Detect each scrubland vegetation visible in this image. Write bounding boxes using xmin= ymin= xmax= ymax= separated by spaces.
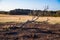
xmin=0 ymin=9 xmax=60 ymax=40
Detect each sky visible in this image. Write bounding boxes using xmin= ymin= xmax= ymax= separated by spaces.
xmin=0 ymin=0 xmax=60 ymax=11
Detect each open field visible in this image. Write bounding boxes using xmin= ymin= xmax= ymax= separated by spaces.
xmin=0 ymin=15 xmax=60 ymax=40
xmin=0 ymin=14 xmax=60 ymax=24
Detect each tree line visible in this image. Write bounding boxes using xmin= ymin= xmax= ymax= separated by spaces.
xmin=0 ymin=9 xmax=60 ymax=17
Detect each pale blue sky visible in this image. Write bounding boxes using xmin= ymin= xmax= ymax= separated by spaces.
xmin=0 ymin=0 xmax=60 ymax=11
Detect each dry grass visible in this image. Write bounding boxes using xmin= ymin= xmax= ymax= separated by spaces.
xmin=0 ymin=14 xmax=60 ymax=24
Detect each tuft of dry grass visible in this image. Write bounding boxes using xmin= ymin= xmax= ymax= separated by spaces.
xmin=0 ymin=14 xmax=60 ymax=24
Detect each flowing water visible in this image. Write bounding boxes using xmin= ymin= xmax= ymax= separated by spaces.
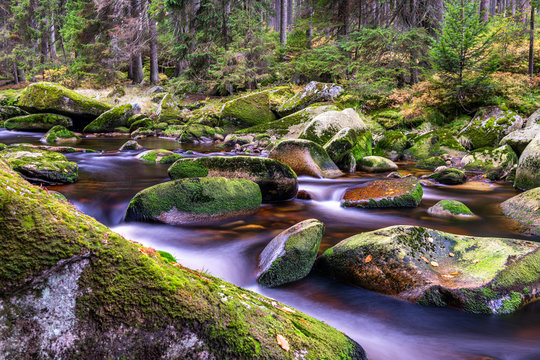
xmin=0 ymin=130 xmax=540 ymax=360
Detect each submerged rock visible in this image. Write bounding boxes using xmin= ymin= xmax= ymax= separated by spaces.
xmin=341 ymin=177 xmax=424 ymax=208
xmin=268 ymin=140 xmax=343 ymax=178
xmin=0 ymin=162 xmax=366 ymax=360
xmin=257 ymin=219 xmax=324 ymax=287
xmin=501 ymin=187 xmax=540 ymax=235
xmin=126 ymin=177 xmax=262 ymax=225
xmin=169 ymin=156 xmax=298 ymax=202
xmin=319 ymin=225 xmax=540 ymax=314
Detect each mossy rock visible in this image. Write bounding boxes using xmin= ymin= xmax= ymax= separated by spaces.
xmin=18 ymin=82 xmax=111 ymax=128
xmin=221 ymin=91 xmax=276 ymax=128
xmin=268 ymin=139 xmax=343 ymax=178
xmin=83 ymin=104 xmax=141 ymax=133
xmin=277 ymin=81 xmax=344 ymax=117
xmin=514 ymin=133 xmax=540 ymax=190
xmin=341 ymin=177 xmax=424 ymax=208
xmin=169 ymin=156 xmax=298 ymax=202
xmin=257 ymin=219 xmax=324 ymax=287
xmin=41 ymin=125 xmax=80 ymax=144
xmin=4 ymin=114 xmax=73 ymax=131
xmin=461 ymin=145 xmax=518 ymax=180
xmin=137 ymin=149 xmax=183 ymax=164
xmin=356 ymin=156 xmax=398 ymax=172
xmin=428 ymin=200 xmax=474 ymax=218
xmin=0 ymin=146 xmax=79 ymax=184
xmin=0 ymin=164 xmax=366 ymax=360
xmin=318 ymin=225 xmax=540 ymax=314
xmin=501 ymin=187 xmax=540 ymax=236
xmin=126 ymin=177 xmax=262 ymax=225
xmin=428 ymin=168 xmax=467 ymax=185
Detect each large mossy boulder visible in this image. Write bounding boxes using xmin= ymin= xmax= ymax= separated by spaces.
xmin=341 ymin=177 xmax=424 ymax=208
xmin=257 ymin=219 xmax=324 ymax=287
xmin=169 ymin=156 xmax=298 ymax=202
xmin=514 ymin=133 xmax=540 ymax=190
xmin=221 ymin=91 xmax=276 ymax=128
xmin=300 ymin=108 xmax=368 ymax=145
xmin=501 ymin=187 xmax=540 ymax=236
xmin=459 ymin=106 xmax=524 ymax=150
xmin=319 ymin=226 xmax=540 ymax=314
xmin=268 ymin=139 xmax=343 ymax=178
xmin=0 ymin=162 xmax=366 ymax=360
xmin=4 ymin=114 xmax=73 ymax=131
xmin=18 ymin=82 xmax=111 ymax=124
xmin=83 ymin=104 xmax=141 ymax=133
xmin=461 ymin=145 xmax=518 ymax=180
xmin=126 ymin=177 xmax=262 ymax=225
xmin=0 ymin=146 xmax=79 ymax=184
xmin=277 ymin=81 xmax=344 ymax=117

◆ ◆ ◆ ◆ ◆

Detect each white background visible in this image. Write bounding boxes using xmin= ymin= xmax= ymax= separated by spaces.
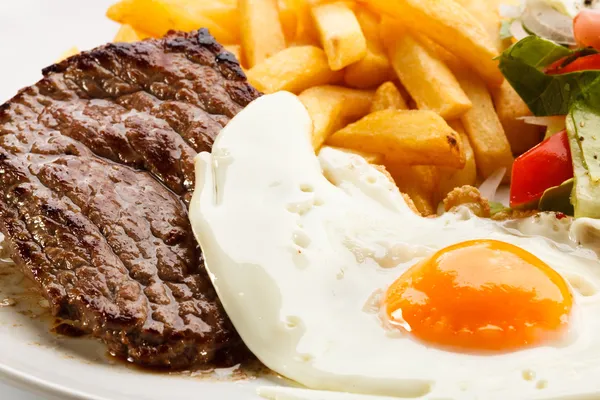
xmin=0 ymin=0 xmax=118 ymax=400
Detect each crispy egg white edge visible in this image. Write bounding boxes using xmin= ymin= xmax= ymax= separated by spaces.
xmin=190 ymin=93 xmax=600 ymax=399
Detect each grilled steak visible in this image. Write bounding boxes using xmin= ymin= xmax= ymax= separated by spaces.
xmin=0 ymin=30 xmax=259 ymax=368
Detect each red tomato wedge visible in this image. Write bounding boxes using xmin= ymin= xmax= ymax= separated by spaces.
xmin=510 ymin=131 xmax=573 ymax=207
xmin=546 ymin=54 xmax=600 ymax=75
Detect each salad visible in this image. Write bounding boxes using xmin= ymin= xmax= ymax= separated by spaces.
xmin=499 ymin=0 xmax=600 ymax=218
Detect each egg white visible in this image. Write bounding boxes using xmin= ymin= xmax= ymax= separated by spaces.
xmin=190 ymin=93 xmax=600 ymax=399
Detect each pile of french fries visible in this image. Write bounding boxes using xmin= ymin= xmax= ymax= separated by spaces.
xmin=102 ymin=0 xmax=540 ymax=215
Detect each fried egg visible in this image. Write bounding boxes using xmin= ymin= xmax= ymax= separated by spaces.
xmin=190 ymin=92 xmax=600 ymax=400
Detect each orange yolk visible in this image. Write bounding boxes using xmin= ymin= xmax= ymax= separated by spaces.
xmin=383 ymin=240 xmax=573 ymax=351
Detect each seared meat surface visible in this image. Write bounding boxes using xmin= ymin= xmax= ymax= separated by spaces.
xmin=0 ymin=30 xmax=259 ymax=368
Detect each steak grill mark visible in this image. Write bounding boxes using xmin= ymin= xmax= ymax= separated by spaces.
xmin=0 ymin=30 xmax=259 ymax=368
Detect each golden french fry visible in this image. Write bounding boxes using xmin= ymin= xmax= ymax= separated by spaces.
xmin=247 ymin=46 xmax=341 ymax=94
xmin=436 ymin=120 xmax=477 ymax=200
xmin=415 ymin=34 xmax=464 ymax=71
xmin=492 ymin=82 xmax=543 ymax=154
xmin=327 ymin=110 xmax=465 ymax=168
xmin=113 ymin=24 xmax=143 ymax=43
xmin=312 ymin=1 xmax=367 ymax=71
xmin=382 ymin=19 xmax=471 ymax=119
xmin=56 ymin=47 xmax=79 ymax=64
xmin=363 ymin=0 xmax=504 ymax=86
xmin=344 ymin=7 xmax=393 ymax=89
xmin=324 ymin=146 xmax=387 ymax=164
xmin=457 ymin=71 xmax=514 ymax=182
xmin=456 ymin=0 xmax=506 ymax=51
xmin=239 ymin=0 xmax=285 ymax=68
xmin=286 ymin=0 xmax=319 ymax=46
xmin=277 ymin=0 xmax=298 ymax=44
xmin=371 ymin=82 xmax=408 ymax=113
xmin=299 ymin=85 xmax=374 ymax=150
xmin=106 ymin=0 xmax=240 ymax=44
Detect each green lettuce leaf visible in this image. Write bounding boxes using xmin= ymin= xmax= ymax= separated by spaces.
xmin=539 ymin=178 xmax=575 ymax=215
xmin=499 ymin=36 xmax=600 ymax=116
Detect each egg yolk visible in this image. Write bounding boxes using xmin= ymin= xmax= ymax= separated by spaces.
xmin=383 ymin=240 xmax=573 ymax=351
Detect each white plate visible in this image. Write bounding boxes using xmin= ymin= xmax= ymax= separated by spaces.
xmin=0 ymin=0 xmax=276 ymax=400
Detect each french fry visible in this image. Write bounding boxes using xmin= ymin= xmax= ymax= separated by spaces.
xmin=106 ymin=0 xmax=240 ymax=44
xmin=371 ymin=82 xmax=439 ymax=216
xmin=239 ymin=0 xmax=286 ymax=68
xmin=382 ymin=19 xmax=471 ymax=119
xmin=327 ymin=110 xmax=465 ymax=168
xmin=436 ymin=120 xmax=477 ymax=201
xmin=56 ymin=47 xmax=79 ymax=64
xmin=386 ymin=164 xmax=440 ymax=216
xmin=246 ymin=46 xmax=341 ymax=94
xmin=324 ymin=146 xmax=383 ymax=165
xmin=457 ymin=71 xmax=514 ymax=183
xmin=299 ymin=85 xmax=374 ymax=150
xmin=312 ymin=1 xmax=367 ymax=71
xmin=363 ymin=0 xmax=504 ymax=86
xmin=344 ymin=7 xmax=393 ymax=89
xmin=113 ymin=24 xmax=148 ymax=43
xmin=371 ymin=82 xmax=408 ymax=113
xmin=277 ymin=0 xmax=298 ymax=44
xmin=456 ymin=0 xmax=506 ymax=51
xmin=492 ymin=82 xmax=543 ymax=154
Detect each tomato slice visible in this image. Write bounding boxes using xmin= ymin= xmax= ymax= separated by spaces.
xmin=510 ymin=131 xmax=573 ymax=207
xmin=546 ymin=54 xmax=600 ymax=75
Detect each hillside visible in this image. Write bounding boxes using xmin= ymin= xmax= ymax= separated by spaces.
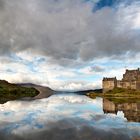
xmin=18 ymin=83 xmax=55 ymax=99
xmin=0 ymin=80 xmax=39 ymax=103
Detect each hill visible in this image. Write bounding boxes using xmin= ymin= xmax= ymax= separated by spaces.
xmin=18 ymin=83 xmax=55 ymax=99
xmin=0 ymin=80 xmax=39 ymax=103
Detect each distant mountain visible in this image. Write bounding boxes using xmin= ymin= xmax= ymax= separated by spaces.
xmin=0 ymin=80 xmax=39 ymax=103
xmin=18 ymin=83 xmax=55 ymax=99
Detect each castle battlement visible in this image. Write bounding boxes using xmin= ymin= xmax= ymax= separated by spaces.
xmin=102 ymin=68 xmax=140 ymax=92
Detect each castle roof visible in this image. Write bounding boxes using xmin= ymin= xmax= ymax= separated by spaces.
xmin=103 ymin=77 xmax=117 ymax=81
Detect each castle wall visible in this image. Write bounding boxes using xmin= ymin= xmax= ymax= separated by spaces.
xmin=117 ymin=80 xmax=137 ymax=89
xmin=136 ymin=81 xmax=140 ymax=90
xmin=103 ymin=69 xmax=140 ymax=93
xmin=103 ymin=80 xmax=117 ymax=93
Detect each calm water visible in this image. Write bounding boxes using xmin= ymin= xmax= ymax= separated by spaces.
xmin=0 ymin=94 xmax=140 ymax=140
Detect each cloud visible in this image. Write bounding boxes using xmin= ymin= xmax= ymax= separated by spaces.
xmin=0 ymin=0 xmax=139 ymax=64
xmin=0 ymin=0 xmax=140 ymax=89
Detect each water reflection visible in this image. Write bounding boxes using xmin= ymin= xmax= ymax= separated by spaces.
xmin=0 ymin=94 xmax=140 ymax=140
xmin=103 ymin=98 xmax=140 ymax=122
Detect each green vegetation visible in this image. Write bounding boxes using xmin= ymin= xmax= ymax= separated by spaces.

◆ ◆ ◆ ◆ ◆

▶ _EXERCISE AIM_:
Please rewrite the stretch from the line containing "Detect each green lettuce" through the line containing "xmin=499 ymin=36 xmax=600 ymax=116", changing "lettuce leaf" to "spinach leaf" and keeping everything else the same.

▶ _SOLUTION_:
Detect each green spinach leaf visible in this image. Write bounding boxes using xmin= ymin= xmax= ymax= separated by spaces.
xmin=539 ymin=178 xmax=575 ymax=215
xmin=499 ymin=36 xmax=600 ymax=116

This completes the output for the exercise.